Dataset extract
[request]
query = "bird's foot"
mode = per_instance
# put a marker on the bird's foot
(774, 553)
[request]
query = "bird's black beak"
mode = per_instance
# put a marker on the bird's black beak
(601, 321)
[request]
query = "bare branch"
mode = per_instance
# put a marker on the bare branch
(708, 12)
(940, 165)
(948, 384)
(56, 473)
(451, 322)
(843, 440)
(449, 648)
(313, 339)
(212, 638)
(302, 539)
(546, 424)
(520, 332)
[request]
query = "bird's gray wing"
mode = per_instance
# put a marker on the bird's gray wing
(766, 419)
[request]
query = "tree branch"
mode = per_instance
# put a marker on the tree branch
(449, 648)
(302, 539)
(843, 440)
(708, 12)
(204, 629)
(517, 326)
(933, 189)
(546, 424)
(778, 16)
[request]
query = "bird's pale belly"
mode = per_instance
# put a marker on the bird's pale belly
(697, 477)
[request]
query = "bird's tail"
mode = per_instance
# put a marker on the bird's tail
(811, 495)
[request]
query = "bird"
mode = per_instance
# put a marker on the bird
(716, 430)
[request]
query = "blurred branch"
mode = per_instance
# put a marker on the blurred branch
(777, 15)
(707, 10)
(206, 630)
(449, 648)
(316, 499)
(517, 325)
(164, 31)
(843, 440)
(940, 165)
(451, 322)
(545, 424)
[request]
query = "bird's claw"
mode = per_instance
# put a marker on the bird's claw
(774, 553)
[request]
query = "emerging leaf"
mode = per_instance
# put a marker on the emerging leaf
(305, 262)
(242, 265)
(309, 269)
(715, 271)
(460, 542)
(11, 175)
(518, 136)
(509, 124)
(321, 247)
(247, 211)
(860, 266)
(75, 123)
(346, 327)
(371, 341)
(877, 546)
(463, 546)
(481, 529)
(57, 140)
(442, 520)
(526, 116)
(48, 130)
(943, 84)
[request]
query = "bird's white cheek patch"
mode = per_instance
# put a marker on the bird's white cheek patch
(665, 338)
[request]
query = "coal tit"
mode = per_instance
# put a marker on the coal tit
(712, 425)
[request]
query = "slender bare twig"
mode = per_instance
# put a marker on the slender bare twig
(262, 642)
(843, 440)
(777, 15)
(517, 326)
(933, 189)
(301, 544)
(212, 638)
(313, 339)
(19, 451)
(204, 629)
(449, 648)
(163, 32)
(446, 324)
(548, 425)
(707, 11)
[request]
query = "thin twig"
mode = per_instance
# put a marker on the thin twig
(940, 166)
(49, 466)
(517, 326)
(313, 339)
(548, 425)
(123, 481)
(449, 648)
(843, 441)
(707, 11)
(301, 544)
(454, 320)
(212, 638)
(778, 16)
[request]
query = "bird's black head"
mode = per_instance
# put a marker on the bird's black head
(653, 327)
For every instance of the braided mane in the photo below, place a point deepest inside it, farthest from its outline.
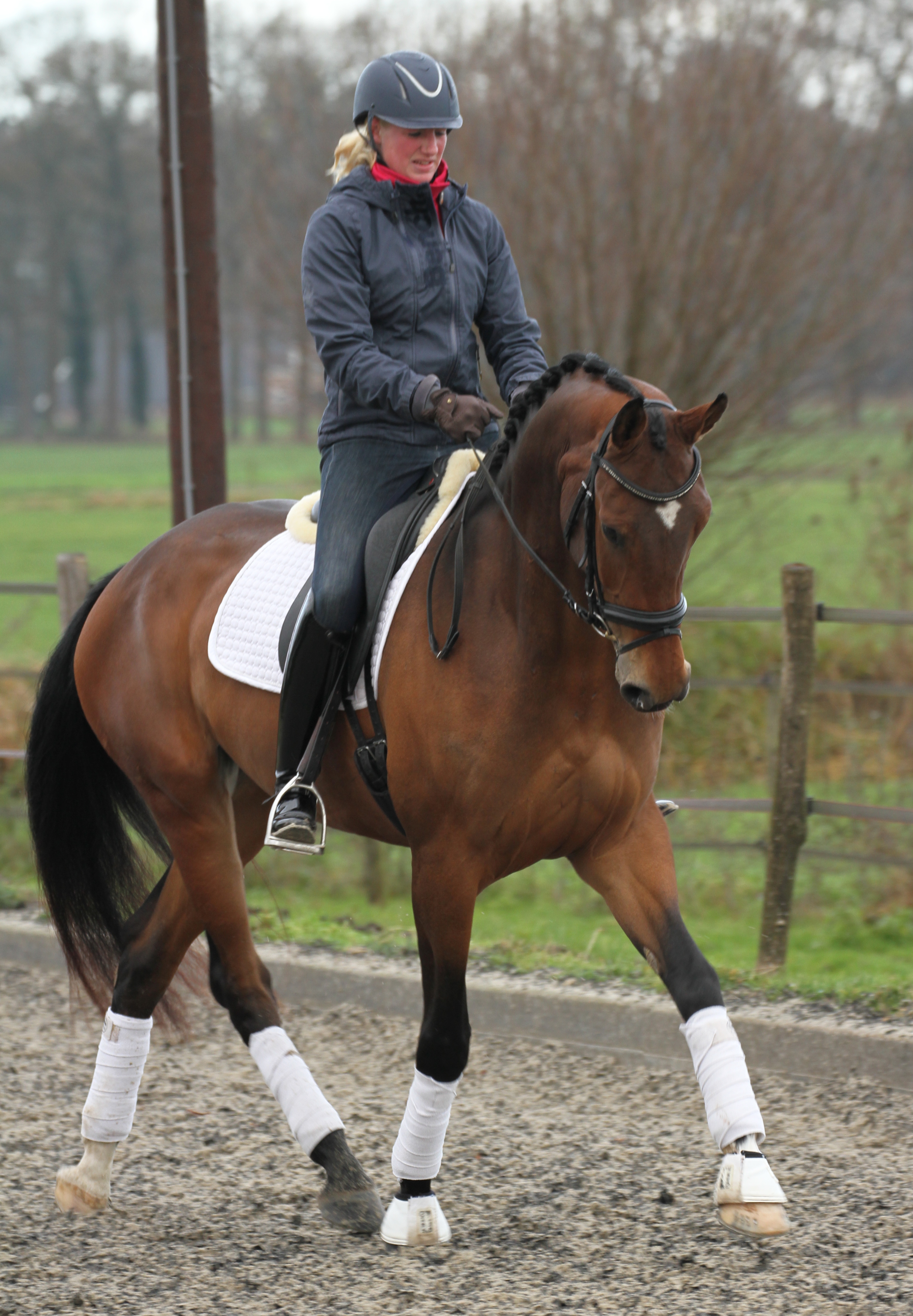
(539, 390)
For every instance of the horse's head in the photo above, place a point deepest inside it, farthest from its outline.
(640, 547)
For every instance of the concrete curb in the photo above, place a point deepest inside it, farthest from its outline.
(636, 1034)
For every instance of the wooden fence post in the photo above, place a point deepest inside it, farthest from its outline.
(790, 807)
(72, 584)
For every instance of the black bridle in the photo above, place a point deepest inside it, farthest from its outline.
(598, 614)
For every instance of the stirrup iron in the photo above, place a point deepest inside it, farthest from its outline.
(298, 847)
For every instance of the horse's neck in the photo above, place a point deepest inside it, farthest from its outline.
(532, 494)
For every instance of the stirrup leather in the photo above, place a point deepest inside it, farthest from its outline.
(298, 847)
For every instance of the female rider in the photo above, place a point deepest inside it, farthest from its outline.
(398, 266)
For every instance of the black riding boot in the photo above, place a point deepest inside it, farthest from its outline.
(311, 679)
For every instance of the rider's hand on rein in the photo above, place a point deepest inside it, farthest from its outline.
(461, 416)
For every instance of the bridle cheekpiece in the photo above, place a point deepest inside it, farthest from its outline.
(599, 614)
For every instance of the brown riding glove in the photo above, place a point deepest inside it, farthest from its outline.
(461, 416)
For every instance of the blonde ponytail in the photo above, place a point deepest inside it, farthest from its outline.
(352, 150)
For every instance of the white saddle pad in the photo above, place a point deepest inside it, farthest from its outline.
(244, 641)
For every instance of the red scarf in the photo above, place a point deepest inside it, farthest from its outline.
(385, 174)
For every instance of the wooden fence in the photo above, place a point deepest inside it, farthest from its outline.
(788, 808)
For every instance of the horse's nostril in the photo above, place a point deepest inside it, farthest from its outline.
(639, 698)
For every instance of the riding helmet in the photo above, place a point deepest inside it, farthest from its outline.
(408, 90)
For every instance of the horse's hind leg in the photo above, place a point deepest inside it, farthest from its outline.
(156, 940)
(240, 982)
(639, 885)
(444, 924)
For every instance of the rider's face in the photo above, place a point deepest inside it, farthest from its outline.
(412, 152)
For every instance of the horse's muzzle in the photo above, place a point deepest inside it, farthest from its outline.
(645, 702)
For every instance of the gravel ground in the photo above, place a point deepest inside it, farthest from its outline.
(570, 1182)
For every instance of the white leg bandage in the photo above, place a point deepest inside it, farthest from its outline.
(419, 1147)
(112, 1098)
(732, 1110)
(310, 1115)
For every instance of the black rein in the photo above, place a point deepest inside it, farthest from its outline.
(599, 613)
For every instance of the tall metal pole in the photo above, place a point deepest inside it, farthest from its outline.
(191, 272)
(181, 264)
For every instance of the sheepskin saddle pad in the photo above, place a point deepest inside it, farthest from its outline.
(249, 640)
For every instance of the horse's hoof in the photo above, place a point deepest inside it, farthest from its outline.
(415, 1223)
(756, 1219)
(357, 1211)
(74, 1199)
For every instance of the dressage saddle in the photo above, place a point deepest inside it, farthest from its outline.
(391, 541)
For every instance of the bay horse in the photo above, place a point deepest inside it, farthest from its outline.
(539, 737)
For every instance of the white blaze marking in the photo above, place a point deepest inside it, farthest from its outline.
(668, 514)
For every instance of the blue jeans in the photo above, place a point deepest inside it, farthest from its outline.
(360, 481)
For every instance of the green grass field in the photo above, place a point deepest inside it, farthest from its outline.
(836, 499)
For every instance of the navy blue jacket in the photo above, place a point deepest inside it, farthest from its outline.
(390, 301)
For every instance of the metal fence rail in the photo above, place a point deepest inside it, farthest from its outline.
(829, 808)
(823, 613)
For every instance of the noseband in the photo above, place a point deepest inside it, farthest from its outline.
(600, 614)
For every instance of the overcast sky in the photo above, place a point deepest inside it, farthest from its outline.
(31, 27)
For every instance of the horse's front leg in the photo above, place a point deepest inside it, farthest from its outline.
(637, 882)
(443, 901)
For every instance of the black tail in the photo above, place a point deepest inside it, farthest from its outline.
(81, 807)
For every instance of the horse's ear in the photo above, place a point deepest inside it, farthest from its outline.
(629, 424)
(700, 420)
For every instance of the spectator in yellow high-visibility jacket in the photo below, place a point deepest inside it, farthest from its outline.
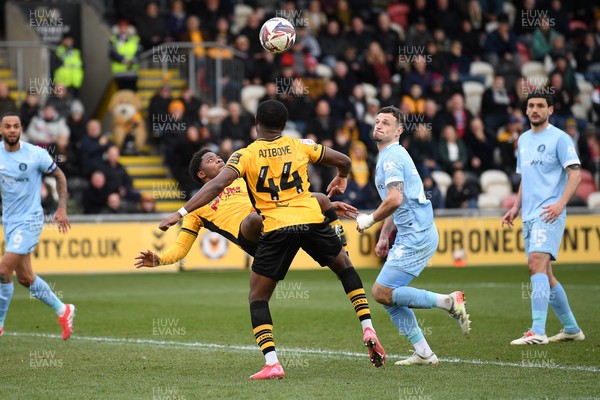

Exercise aim
Omitting the pictures, copy each record above exactly as it stands.

Output of the task
[request]
query = "bird's foot"
mode = per_instance
# put a marker on the bird's foot
(774, 553)
[request]
query = "bird's black beak"
mode = per_instance
# put a marker on the bird's black beak
(601, 321)
[request]
query = "bare branch"
mode = per_instance
# put a marker on the bare branch
(708, 12)
(940, 165)
(948, 384)
(56, 473)
(451, 322)
(843, 440)
(449, 648)
(313, 339)
(212, 638)
(302, 539)
(546, 424)
(520, 332)
[request]
query = "bird's gray wing"
mode = per_instance
# put a marker on the bird's gray wing
(766, 419)
[request]
query = "tree branch"
mode = per_instance
# put a marker on the tree branch
(449, 648)
(302, 539)
(843, 440)
(708, 12)
(204, 629)
(517, 326)
(933, 189)
(546, 424)
(778, 16)
[request]
query = "bird's pale belly"
mode = per_instance
# put a marker on the bird's pale belly
(697, 477)
[request]
query = "bird's tail"
mode = per_instance
# put a marker on the bird's tail
(811, 495)
[request]
query = "bird"
mode = per_instance
# put a marker on the bird
(716, 430)
[request]
query = "blurred branch"
mode = per_instance
# put a marker on the blurred branch
(777, 15)
(707, 10)
(206, 630)
(449, 648)
(316, 499)
(517, 325)
(164, 31)
(843, 440)
(940, 165)
(451, 322)
(545, 424)
[request]
query = "bird's claw"
mode = per_instance
# put a marker on the bird's claw
(774, 553)
[request]
query = "emerging leaf"
mode = per_instance
# put a marker on the emerging leaf
(305, 262)
(242, 265)
(309, 269)
(715, 271)
(460, 542)
(11, 175)
(518, 136)
(509, 124)
(321, 247)
(247, 211)
(860, 266)
(75, 123)
(346, 327)
(371, 341)
(877, 546)
(463, 546)
(481, 529)
(57, 140)
(442, 520)
(526, 116)
(48, 130)
(943, 84)
[request]
query = "bird's white cheek patch"
mode = per_instance
# put a marker on the bird's white cheek patch
(665, 338)
[request]
query = "coal tit"
mode = per_instance
# put a marker on the coal tit
(712, 425)
[request]
query = "slender bare twig"
mode = per_instance
# put a marker on the slender bare twig
(262, 642)
(843, 440)
(777, 15)
(517, 326)
(933, 189)
(301, 544)
(212, 638)
(313, 339)
(19, 451)
(204, 629)
(449, 648)
(163, 32)
(446, 324)
(548, 425)
(707, 11)
[request]
query = "thin twig"
mode = per_instance
# put a marker on the thin twig
(940, 166)
(49, 466)
(517, 326)
(313, 339)
(548, 425)
(123, 481)
(449, 648)
(843, 441)
(707, 11)
(301, 544)
(454, 320)
(212, 638)
(778, 16)
[request]
query = "bird's black head"
mode = per_instance
# put a marker on the bird's black head
(653, 327)
For every instance of the braided mane in the photo below, place a point deepest inside it, farthest from its outline.
(539, 390)
For every instance of the horse's head in the photo above, place a point deepest inside it, farthest from its outline.
(640, 547)
For every instance of the concrete curb in the photo above, place a point deepest inside it, farthest from its outline.
(636, 1034)
For every instance of the wooden fence post in the photo above, place a point deepest inside it, farthest from its outline.
(790, 807)
(72, 584)
For every instance of the black bridle in the photo above, place a point deepest inside it, farthest from its outline.
(598, 614)
For every instance of the stirrup iron in the photo above, place a point deepest inside it, farthest from its outline.
(298, 847)
For every instance of the horse's neck in the photo above, place a point deepest inside it, farthest from its outline.
(532, 494)
For every instance of the stirrup leather in the photo above, place a point deepest inside it, farthest from its outline.
(298, 847)
For every instance of the female rider in the photo above, place a point deepest inside it, farthest from its outline.
(398, 266)
For every instance of the black riding boot in the photo above, place a point deepest inside it, farthest from its outline.
(311, 679)
For every instance of the rider's hand on rein in the photo above, place a point deepest inside it, farthest from its outline.
(461, 416)
For every instance of the bridle cheekpiece in the photo above, place a point deepest inside it, farthest from its outline.
(599, 614)
For every instance of the brown riding glove in the photo above, place a point deepest inside it, farthest from its outline.
(461, 416)
For every instance of the blonde ponytail in the photo above, place a point deepest inside it, farthest from its outline.
(352, 150)
For every instance of the white saddle pad in the photo above, place a point deepest inside it, farthest from its outline.
(244, 641)
For every instance of the red scarf in the photo above, place a point deepest inside it, farthest from its outline.
(385, 174)
For every instance of the wooden fence in the photo above, place a point deepest inside it, farthest from its outline.
(788, 808)
For every instance of the horse's nostril in the photo above, place a point deepest inside it, farthest from its outline.
(639, 698)
For every instance of the riding helmet in the photo above, place a point deepest inside it, farthest from its outline.
(408, 90)
For every instance of the horse's hind leg in the photo above, place a point deepest inside it, farthest from its outline.
(156, 940)
(240, 982)
(639, 885)
(444, 924)
For every instance of the rider's face in the photo above, place a point deepest inside it, farthest from its outline.
(412, 152)
For every instance of the horse's muzzle in the photo above, place a point deepest inside it, farthest from its outline.
(645, 702)
For every instance of the gravel ground in the photo above, place a point deepest inside it, farthest from its outline.
(570, 1182)
For every instance of the white leg bandage in the photo above, place a point deepest inside it, farthest from its outline.
(419, 1147)
(112, 1098)
(732, 1110)
(310, 1115)
For every instance of the black rein in the photo above, place a point deepest inside it, farthest from its outline.
(599, 613)
For every instance of the tall metal pole in the photo above, place a point deepest inside it, farthest from its outline.
(191, 272)
(181, 264)
For every instance of the sheepskin saddle pad in the photo above, place a point deepest inside it, farthest from its outline.
(249, 640)
For every instance of the horse's hoof in the photo above, place a point deepest inside it, farthest from its outline.
(415, 1223)
(756, 1219)
(357, 1211)
(74, 1199)
For every instance of the dressage saddle in the photo above, place a point deepest inside it, farthest from its outline.
(391, 541)
For every instance of the bay horse in the photo above, place a point deepest inside it, farthest from its outline.
(539, 737)
For every instance of the white blaze marking in the photo above, place a point deepest inside it, farthest from its outline.
(668, 514)
For every instance of the blue jeans in the photo above, place a point deepest inside it, farthest from its outline.
(360, 481)
For every instance of the green grass field in the photo above, place a point deepest inside it, farthest from its outline.
(836, 499)
For every instance of the navy blue jacket in the photo above, place a point deepest inside it, farthest from its outline.
(390, 301)
For every instance of the metal fence rail in the photo above, place a point deepest inside it, farthest from its outline.
(829, 808)
(823, 613)
For every instance of the noseband in the photo above, place a point deepest inside it, farthest from its outline.
(600, 614)
For every instance of the overcast sky in the photo above, place a point deepest inside it, farthest from its outline.
(31, 27)
For every instance of the horse's front leg in the photo above, place a point deepest inside it, farthest from its outline.
(637, 882)
(443, 901)
For every instance of the black tail in the photo above, place a point deepest inside it, farthest from its outline.
(81, 807)
For every instance of the horse's ear in the photo above, place a point deepest inside it, farthest from its outline.
(629, 424)
(700, 420)
For every instance of the spectator in yellow high-visibility jacket in the photo below, place a point deepest inside it, farthest from its outline.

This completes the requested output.